US ship, Oriental Nicety, enters Indian waters despite Supreme Court restriction

Gujarat Maritime Board says court registrar gave it go ahead

 
Last Updated: Saturday 04 July 2015

The Supreme Court order prohibiting the entry of the dead ship, Oriental Nicety, into Indian territorial waters seems to have had little deterrent effect on the government. The controversial US ship reached Bhavnagar in Gujarat on June 30, two days after the Gujarat Maritime Board (GMB) gave it permission enter Indian waters. While activists say this is in violation of  the Supreme court order, GMB officials say the permission is only for bringing in the ship for inspection.

GMB's move follows close on the heels of a Union environment ministry affidavit moved in the apex court during vacation, saying Gujarat authorities should decide on whether the ship should be given permission to beach for ship-breaking. Environmentalists are protesting the entry of the ship into the ship-breaking yards of Alang in Bhavnagar district, saying its dismantling here would be a public health hazard since it is made up of toxic materials like asbestos, glasswool and polychlorinated biphenyls (PCBs).
^^^^^^^^
= Directions =
• A. Set down, word for word, the stretch of the Oriental Nicety article from "GMB's move follows" through "polychlorinated biphenyls (PCBs).".
• B. Resume the Oriental Nicety article right after its last sentence and carry it forward.
The records that come next are separate material, unrelated to the Oriental Nicety article.
^^^^^^^^
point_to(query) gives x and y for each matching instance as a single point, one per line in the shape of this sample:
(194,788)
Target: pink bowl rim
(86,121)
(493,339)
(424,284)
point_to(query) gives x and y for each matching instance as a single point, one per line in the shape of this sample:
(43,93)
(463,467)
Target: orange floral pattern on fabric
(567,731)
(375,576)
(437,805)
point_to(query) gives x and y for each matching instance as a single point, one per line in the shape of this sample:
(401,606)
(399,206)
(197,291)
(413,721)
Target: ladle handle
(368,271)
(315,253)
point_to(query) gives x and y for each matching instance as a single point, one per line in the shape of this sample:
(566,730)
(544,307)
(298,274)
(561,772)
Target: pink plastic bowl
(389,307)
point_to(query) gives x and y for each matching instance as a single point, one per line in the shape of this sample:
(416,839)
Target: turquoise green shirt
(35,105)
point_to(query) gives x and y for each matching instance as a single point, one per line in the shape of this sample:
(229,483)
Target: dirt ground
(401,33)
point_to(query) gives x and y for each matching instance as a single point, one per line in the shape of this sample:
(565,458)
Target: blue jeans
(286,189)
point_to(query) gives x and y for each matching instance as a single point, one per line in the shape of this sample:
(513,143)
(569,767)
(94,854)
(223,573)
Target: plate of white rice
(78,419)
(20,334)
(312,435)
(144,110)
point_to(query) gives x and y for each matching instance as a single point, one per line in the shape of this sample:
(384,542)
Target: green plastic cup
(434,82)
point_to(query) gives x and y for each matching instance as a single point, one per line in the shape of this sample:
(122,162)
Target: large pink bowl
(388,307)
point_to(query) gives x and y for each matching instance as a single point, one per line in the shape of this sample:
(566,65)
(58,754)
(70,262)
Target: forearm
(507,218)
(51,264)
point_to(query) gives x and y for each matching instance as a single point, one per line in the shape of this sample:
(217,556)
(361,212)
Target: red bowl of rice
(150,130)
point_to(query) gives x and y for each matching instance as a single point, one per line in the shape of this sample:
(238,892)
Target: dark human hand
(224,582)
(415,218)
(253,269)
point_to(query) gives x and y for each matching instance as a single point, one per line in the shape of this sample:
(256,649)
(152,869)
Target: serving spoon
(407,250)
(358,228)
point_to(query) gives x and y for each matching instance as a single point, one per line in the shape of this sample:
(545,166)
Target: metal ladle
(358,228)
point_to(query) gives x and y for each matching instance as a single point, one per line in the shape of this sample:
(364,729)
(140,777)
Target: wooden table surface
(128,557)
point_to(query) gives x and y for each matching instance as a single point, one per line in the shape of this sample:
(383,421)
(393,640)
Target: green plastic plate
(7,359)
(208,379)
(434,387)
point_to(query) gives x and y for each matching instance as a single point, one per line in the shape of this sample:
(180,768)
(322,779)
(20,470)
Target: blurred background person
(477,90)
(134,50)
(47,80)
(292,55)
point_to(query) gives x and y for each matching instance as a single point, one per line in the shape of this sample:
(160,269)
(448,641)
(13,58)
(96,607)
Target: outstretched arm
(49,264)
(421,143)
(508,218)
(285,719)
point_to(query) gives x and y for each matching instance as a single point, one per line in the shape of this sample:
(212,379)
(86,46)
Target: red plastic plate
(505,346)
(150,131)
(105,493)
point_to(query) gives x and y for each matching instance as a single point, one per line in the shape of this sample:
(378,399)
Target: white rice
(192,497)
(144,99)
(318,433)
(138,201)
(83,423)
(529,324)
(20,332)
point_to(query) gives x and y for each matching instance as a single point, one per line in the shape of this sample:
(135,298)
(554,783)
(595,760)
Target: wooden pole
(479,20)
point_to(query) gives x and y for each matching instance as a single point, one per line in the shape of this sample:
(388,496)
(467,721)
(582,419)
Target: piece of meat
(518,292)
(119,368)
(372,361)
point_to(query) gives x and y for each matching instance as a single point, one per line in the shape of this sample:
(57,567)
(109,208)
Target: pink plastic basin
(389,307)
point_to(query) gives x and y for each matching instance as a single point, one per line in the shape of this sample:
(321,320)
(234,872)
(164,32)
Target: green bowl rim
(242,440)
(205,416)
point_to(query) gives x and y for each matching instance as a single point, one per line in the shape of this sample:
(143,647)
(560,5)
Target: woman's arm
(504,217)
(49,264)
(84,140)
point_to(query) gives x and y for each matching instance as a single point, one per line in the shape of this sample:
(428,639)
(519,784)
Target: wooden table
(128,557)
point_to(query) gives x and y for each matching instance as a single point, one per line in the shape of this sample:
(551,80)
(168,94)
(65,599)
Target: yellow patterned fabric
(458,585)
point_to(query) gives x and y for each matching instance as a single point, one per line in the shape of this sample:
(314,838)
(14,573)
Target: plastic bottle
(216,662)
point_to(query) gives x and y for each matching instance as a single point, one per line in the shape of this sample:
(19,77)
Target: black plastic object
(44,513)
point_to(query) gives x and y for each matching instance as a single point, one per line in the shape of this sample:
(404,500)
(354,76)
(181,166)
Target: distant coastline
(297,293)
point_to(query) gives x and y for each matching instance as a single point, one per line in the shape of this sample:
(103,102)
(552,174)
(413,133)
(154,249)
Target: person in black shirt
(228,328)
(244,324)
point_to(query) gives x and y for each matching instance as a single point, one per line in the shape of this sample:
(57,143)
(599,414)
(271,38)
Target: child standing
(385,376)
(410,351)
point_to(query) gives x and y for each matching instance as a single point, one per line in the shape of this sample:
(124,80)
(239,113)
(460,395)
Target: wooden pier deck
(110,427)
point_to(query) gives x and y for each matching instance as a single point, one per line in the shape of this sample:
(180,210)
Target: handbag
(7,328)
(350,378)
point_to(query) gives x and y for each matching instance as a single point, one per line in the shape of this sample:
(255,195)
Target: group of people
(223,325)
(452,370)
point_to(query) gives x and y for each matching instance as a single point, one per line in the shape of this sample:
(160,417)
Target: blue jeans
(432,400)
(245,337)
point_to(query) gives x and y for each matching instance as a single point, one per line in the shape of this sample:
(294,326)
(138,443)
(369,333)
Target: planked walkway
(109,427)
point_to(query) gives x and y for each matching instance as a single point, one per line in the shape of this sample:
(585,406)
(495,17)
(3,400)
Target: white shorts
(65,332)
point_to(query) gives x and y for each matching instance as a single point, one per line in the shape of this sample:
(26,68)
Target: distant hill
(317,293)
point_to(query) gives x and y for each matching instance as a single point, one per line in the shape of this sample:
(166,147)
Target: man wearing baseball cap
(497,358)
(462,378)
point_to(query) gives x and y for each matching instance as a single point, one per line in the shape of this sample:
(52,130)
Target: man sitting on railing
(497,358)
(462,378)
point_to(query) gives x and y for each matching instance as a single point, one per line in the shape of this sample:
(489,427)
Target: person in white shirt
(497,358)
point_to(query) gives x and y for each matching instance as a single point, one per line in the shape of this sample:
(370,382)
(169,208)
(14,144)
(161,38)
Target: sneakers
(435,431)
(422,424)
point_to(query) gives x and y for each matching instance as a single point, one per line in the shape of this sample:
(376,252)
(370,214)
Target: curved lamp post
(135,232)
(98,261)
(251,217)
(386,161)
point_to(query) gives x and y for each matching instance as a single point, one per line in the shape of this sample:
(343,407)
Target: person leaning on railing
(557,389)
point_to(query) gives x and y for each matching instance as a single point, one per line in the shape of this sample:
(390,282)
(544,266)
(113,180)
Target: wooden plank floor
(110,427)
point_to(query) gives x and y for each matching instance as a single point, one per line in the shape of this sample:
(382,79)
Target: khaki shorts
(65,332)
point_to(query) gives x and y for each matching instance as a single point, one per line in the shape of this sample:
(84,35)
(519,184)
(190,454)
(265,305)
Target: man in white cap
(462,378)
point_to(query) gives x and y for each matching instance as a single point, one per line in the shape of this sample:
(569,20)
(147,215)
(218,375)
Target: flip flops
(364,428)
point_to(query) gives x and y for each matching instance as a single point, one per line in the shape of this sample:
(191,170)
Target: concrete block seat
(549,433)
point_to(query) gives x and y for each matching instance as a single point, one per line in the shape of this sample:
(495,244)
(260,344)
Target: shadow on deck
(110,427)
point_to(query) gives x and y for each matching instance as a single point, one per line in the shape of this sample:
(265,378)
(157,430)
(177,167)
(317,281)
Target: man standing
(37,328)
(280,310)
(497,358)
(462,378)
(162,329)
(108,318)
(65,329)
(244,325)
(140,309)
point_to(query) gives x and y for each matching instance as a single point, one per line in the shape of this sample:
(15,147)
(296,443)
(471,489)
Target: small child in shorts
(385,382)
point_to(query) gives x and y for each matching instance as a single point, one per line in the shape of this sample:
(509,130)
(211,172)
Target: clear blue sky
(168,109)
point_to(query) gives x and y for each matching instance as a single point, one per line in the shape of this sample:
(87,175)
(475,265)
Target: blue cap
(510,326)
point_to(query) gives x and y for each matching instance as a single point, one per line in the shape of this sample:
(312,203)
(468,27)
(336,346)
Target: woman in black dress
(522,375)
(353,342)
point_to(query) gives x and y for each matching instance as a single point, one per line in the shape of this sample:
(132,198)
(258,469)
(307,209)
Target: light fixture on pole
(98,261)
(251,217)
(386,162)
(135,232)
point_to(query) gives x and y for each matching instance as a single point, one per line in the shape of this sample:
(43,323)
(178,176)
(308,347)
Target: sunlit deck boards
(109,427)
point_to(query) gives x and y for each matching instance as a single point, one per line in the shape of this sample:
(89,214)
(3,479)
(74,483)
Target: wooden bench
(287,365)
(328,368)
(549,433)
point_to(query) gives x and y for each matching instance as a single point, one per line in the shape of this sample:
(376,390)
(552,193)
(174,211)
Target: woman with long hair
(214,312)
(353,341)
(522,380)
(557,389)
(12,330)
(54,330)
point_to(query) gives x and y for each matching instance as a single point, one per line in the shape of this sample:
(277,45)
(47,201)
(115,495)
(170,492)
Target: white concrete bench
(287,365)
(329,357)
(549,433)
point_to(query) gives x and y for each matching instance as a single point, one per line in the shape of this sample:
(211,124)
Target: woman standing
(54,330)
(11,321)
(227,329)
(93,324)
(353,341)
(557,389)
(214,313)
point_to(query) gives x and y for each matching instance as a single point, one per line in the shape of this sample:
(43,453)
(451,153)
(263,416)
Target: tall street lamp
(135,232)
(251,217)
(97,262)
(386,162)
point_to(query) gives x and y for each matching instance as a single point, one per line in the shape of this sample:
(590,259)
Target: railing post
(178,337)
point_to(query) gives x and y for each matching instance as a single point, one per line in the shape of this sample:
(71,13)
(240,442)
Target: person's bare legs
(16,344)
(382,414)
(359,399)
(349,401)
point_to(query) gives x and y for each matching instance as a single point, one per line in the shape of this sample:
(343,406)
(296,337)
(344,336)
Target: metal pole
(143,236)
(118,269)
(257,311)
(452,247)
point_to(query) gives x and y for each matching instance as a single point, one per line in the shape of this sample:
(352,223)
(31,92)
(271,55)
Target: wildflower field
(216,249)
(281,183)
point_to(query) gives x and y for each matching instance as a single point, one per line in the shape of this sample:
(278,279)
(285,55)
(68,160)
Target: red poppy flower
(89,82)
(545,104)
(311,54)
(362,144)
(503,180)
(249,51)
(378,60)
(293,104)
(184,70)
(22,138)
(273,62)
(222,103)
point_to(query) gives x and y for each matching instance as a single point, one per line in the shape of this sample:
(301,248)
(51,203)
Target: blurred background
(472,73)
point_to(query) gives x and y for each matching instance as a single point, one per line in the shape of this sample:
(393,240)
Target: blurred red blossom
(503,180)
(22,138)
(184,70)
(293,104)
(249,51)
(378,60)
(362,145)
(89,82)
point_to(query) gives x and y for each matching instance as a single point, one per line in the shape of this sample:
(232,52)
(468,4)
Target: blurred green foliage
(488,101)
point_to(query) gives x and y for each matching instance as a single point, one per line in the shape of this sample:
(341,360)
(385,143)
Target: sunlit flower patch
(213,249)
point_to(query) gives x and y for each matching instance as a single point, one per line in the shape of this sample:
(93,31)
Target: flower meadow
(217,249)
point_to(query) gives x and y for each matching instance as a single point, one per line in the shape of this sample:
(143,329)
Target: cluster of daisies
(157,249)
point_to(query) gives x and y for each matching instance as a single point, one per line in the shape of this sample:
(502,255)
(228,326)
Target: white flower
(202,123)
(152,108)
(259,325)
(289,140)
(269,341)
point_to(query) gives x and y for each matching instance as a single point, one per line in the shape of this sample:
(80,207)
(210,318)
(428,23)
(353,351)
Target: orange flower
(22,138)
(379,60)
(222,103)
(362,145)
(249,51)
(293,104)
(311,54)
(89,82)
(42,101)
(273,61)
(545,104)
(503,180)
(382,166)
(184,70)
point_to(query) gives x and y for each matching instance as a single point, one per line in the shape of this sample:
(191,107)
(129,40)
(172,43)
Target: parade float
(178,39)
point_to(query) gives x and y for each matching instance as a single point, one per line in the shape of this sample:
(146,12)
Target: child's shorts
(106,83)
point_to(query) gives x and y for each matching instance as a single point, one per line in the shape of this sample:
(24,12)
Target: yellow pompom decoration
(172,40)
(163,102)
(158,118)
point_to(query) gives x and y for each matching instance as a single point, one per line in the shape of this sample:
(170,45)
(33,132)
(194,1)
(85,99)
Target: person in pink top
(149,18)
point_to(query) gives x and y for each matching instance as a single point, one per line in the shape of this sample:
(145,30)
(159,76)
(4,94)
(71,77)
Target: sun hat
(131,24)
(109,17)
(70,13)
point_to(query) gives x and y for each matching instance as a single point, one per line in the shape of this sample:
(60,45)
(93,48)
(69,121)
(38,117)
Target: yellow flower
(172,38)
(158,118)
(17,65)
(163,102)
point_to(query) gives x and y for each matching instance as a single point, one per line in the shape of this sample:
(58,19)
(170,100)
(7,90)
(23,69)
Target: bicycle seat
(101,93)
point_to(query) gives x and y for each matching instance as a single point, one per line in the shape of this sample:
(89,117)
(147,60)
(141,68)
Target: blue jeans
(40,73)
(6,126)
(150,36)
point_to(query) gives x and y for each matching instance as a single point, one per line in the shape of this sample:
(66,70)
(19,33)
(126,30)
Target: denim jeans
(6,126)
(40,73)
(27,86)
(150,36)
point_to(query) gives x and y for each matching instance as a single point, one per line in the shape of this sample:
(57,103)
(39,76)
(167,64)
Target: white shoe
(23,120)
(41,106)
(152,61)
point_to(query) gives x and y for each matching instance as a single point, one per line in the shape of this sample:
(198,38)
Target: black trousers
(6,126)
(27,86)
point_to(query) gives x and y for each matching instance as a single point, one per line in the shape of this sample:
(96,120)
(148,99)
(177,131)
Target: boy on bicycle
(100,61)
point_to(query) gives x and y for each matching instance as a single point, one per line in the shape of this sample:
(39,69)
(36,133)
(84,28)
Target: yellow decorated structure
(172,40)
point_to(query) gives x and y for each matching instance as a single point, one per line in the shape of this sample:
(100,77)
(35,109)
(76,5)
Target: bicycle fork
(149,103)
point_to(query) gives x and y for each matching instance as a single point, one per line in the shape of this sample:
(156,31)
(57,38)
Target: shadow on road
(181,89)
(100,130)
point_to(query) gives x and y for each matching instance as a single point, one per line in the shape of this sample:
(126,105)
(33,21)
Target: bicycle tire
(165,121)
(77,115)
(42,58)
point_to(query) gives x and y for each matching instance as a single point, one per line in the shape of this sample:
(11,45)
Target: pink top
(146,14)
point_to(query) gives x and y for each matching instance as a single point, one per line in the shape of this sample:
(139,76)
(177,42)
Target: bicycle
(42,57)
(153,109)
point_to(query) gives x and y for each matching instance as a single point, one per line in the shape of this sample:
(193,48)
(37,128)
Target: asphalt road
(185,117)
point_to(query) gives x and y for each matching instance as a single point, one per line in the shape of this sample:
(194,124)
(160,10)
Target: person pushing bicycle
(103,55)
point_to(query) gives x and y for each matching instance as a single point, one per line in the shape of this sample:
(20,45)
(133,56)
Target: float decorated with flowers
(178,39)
^^^^^^^^
= Outputs for the tasks =
• A.
GMB's move follows close on the heels of a Union environment ministry affidavit moved in the apex court during vacation, saying Gujarat authorities should decide on whether the ship should be given permission to beach for ship-breaking. Environmentalists are protesting the entry of the ship into the ship-breaking yards of Alang in Bhavnagar district, saying its dismantling here would be a public health hazard since it is made up of toxic materials like asbestos, glasswool and polychlorinated biphenyls (PCBs).

• B.
The Supreme Court had denied entry to the ship, formerly known as Exxon Valdez, in May on a plea by Toxicswatch Alliance, a network of environmental activists.  The reason given was that the ship violated the Basel Convention, an international treaty which bans transboundary movement of hazardous material. The Convention and Indian laws require vessels that are to be dismantled be decontaminated and cleaned in the country of origin.

 The appeal demanding Oriental Nicety be turned back is part of the ongoing Supreme Court case on ship-breaking and hazardous waste management.

Between May and June, the owners of the ship appealed to the apex court,  requesting permission to dock the ship. On June 25, the court had refused to pass an order and merely noted that the Union of India has filed an affidavit stating that it is GMB that has to take a decision on whether the ship should be allowed into the concerned port for ship-breaking. Hemantika Wahi, advocate, appearing for GMB, had sought time to respond on the matter and the court had posted the matter for July 9 before the regular bench.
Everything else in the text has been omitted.